**AIM OF THE EXERCISE:**
Reproduce the listing below without any change.

▬▬▬▬▬▬

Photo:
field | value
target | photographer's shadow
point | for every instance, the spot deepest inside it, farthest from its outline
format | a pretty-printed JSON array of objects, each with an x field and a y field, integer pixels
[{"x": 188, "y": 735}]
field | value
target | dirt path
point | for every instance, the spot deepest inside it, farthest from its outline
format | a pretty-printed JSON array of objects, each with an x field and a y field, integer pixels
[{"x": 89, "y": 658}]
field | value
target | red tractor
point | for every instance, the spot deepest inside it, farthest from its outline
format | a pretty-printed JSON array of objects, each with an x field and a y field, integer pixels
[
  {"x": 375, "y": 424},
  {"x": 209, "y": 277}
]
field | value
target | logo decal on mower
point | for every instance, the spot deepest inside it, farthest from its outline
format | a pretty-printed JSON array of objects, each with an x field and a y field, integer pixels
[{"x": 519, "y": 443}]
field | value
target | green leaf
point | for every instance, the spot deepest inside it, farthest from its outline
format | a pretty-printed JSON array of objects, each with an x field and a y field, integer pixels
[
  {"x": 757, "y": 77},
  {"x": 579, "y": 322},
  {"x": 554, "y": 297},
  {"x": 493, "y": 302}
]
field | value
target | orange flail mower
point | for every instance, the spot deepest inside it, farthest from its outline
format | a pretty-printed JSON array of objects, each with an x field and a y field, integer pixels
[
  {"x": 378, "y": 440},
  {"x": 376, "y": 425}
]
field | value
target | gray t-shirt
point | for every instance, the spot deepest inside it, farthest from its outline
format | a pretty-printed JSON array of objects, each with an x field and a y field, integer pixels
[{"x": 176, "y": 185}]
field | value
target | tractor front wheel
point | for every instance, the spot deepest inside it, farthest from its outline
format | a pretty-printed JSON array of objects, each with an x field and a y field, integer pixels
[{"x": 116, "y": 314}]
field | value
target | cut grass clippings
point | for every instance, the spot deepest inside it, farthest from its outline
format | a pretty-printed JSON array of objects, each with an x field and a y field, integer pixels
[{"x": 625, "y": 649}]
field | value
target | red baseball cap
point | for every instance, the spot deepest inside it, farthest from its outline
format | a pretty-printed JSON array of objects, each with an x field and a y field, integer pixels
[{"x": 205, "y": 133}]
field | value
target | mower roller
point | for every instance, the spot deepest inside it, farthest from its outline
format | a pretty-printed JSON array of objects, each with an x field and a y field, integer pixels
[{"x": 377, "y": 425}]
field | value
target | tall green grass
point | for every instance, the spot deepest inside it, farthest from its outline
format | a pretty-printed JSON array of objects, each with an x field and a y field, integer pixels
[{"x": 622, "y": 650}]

▬▬▬▬▬▬

**RESPONSE:**
Photo:
field | value
target | photographer's shadow
point | for every instance, the spot deepest inside it, farthest from its outline
format | a pretty-printed JSON array of objects, each with an x field and a y field, integer pixels
[{"x": 188, "y": 735}]
field | value
target | dirt path
point | for every instance, the spot deepest inside it, farthest from its outline
format | a pretty-printed JSON array of objects, each with an x field and a y field, integer pixels
[{"x": 89, "y": 658}]
field | value
target | red tractor
point | for every instance, the spot deepest inside it, farthest from its outline
format | a pretty-printed JSON array of objects, each with an x field and a y field, integer pixels
[
  {"x": 375, "y": 424},
  {"x": 209, "y": 277}
]
field | value
target | logo decal on mower
point | for every instance, the spot deepest inside it, farthest from its outline
format | a pretty-printed JSON array of objects, each with an x field and a y field, integer pixels
[{"x": 519, "y": 443}]
field | value
target | green leaf
point | for every instance, the spot deepest inside it, farthest from its outline
format | a pretty-printed JSON array of objects, each with an x field and a y field, integer pixels
[
  {"x": 757, "y": 77},
  {"x": 579, "y": 322},
  {"x": 554, "y": 297},
  {"x": 493, "y": 302}
]
field | value
target | orange flail mower
point | for every instance, the spot deepest inside it, farthest from its outline
format | a pretty-printed JSON array of objects, each with an x field and a y field, integer pixels
[
  {"x": 378, "y": 440},
  {"x": 376, "y": 425}
]
field | value
target | gray t-shirt
point | for every instance, the spot deepest inside it, farthest from its outline
format | a pretty-printed JSON array of objects, each with an x field and a y field, integer pixels
[{"x": 176, "y": 185}]
field | value
target | tractor front wheel
point | for every instance, the spot deepest inside it, farthest from its outline
format | a pretty-printed JSON array of objects, each with an x field and a y field, integer pixels
[{"x": 116, "y": 314}]
field | value
target | cut grass clippings
point | for every instance, the spot deepest inside it, farthest from its outline
format | a pretty-printed JSON array of objects, each with an x field and a y field, integer pixels
[{"x": 625, "y": 649}]
field | value
target | red baseball cap
point | for every instance, the spot deepest inside it, farthest from its outline
format | a pretty-printed JSON array of objects, each with an x field and a y field, integer pixels
[{"x": 205, "y": 133}]
field | value
target | mower roller
point | for every instance, the spot deepest inside it, farthest from its outline
format | a pretty-printed JSON array of objects, each with an x field and a y field, integer pixels
[{"x": 377, "y": 425}]
field | value
target | tall green grass
point | for every instance, the spot deepest inside it, farthest from its outline
format | a pretty-printed JSON array of objects, each with an x field and a y field, integer pixels
[{"x": 622, "y": 650}]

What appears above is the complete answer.